┌──

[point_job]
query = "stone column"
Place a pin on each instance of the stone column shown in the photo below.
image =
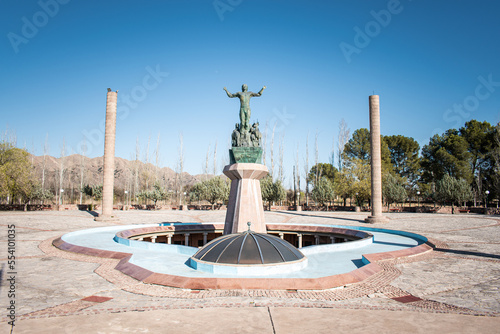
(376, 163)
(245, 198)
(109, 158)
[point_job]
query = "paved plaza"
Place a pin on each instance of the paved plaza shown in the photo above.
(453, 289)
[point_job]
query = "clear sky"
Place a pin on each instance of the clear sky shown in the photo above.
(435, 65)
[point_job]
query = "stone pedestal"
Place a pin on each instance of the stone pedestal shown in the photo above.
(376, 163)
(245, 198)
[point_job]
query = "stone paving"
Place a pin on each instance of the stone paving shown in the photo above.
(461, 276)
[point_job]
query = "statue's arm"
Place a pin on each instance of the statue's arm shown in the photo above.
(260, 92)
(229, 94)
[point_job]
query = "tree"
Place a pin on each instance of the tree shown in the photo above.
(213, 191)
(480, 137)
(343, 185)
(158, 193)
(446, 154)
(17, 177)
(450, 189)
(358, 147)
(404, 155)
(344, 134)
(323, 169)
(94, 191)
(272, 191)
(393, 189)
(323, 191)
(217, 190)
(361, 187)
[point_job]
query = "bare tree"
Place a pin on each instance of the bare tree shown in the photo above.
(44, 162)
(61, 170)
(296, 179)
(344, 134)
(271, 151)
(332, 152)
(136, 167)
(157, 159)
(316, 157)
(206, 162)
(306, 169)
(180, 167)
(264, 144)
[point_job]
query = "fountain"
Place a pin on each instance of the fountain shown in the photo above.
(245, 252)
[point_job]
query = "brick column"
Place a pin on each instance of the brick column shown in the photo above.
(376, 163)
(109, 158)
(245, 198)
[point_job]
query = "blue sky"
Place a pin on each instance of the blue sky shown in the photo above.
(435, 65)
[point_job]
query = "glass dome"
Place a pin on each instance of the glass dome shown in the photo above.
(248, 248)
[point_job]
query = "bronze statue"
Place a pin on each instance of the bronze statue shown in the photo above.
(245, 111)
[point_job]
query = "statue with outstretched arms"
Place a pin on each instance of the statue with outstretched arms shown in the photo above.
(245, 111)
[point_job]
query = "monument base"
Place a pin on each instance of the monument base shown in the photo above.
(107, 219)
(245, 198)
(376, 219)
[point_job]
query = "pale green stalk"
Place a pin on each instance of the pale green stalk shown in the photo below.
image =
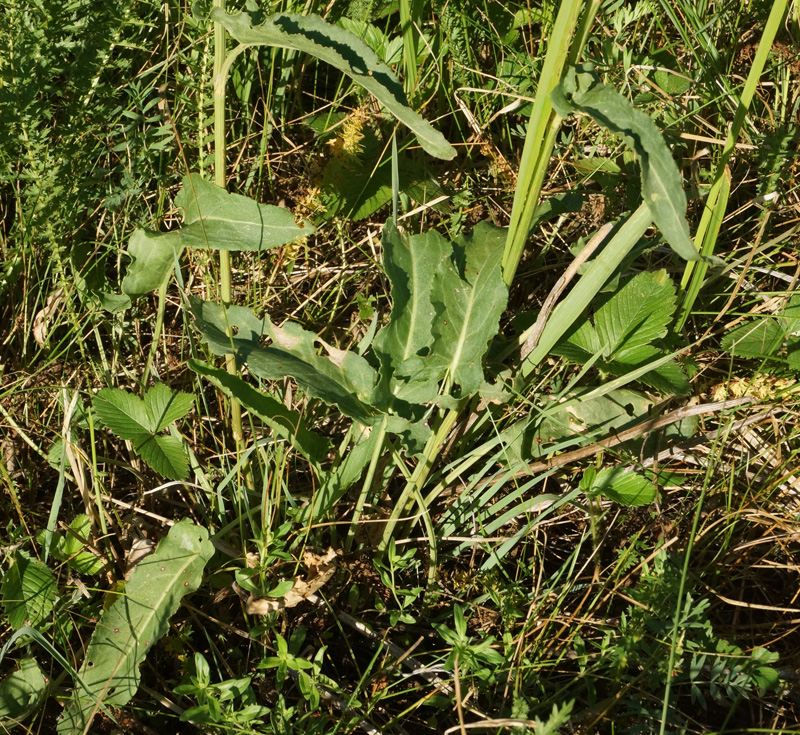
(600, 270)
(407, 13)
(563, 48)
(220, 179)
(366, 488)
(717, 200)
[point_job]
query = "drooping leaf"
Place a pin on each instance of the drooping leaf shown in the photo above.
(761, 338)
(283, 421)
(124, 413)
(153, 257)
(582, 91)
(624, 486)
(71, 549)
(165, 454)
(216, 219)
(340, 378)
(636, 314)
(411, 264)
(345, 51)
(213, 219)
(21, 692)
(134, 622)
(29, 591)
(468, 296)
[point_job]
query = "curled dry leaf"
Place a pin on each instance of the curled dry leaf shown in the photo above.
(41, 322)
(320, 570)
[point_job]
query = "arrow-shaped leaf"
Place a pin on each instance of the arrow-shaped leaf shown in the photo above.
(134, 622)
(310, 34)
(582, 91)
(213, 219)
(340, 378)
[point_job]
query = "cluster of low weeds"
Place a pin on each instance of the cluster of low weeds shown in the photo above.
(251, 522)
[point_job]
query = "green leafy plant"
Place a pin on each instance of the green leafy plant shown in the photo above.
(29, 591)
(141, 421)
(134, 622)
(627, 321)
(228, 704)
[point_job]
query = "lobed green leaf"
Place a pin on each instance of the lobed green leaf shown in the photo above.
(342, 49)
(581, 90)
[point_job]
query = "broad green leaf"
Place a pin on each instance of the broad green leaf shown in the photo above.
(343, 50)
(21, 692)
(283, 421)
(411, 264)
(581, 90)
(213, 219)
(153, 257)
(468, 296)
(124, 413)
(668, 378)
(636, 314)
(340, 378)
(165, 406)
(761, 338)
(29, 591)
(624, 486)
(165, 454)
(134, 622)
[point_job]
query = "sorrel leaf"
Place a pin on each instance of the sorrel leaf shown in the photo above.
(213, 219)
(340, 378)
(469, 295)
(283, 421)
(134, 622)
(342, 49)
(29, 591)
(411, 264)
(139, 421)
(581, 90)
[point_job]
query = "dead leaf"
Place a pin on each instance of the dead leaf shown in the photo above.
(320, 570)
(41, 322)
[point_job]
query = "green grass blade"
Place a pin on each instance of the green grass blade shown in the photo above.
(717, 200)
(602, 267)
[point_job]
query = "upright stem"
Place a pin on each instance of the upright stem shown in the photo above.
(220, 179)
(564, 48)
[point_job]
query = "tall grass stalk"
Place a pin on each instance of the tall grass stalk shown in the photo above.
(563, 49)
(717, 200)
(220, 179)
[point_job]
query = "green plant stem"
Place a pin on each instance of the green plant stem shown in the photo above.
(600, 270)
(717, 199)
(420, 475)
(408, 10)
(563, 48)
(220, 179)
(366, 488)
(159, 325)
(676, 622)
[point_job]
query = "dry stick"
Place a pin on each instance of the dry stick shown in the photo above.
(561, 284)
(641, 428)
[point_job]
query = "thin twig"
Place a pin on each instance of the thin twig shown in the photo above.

└──
┌──

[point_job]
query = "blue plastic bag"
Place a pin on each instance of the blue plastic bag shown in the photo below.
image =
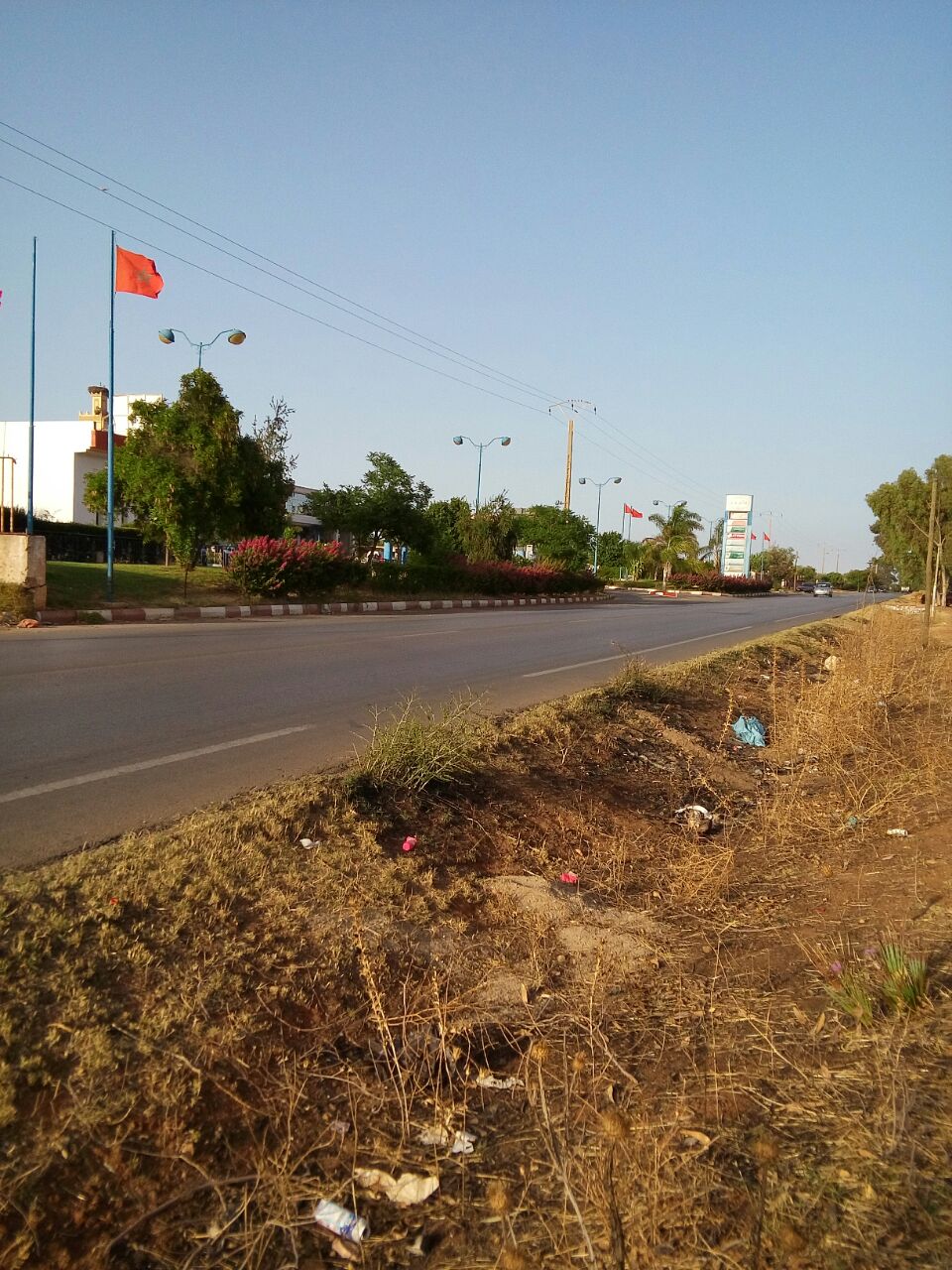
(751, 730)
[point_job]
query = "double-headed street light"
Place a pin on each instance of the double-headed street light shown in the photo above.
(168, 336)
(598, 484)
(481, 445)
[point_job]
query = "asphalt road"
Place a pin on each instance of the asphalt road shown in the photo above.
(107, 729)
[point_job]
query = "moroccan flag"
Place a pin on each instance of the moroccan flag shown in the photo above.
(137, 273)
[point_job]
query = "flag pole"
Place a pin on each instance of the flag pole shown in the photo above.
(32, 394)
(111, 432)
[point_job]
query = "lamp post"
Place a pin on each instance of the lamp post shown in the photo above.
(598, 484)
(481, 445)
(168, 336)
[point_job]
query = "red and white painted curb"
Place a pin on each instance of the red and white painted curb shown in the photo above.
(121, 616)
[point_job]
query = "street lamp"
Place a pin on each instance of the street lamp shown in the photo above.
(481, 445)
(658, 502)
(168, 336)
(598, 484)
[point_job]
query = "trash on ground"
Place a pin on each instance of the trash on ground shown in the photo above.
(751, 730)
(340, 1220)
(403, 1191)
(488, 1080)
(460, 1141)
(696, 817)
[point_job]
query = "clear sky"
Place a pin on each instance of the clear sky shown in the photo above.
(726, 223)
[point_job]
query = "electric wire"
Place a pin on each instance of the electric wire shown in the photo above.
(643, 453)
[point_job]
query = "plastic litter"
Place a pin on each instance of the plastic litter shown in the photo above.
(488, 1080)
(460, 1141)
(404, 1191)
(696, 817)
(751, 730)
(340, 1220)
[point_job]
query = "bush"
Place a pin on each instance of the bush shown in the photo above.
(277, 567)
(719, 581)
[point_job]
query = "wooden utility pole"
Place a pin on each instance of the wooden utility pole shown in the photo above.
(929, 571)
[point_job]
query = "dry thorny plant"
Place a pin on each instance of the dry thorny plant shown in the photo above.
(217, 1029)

└──
┌──

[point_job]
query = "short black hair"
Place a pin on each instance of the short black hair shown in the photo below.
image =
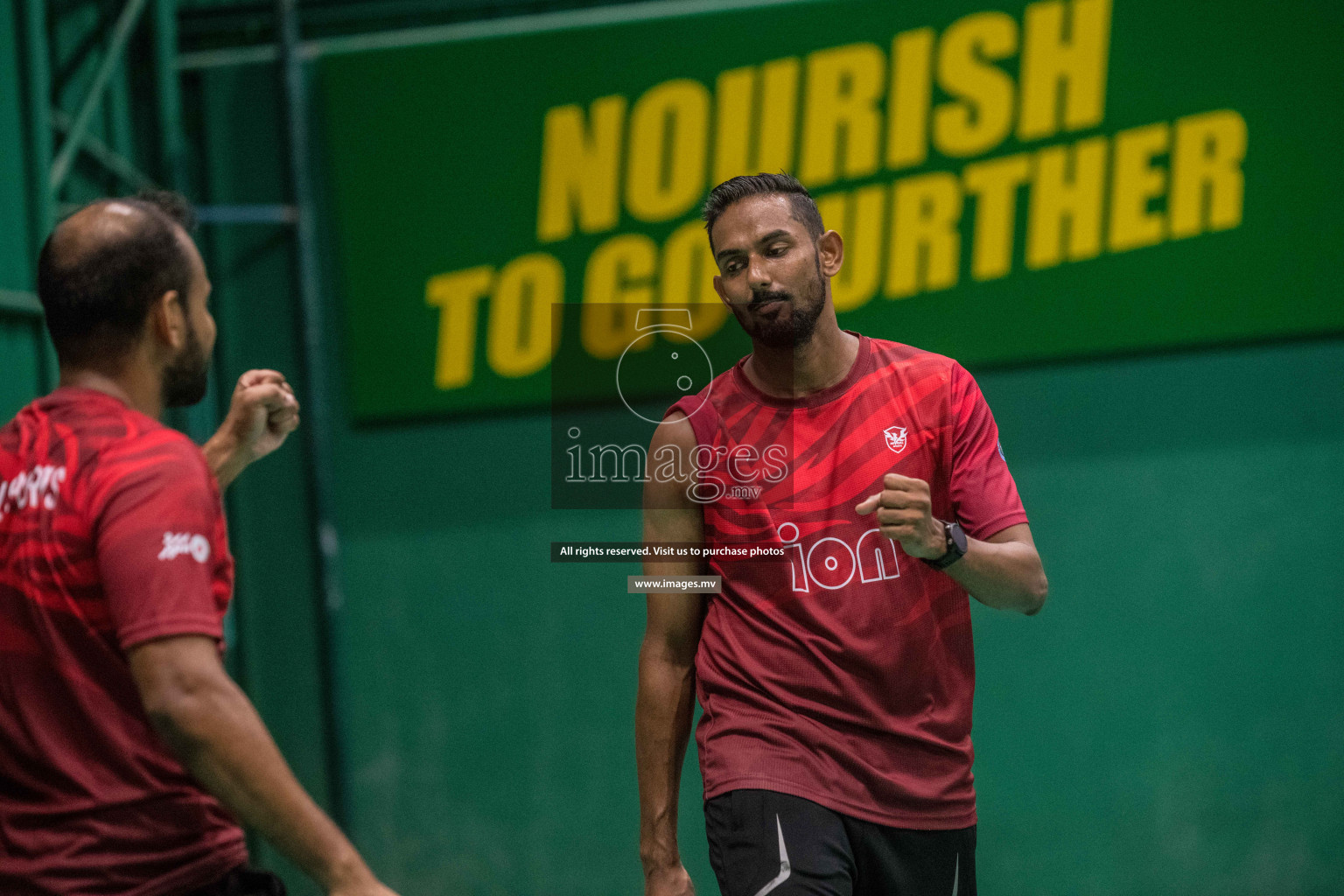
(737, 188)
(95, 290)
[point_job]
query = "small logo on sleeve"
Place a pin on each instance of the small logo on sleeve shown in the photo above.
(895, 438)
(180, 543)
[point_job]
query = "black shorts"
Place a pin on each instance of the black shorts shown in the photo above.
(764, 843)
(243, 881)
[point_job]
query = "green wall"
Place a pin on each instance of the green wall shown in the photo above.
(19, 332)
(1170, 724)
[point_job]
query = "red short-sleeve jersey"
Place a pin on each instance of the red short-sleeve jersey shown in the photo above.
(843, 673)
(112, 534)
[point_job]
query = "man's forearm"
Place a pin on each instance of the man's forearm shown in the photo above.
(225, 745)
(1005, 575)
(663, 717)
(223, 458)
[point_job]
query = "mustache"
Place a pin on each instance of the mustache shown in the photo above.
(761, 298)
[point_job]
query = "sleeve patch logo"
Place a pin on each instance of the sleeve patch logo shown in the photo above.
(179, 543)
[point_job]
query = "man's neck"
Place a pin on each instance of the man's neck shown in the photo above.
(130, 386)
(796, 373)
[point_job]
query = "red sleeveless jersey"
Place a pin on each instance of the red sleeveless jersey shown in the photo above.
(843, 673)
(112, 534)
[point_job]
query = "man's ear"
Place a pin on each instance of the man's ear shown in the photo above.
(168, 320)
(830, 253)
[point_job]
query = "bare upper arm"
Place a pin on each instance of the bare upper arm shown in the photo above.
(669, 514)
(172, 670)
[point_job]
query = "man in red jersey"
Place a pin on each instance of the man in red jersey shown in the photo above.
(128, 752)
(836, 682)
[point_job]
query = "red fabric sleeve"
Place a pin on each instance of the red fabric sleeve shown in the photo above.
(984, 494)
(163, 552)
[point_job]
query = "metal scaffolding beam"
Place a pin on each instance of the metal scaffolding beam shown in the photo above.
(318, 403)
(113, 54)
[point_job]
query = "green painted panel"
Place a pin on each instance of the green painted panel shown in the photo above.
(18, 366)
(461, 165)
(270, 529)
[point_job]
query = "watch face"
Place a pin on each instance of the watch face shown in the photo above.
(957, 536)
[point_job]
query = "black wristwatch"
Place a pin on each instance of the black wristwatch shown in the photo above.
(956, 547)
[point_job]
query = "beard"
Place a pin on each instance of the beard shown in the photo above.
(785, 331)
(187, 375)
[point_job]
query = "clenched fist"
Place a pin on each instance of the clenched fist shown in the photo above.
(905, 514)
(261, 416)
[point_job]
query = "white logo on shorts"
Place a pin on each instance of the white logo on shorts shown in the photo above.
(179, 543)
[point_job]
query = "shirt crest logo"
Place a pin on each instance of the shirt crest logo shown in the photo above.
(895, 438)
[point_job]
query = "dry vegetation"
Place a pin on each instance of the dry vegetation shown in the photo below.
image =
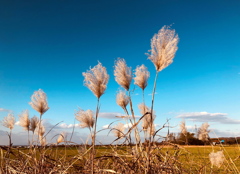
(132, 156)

└──

• WORK TO BE COMPLETED
Locate each line above that contains the word "forearm", where case counts, and copy every such line in full.

• EXERCISE ANSWER
query = "man's forearm"
Place a pin on each instance of the man's forearm shown in the photo above.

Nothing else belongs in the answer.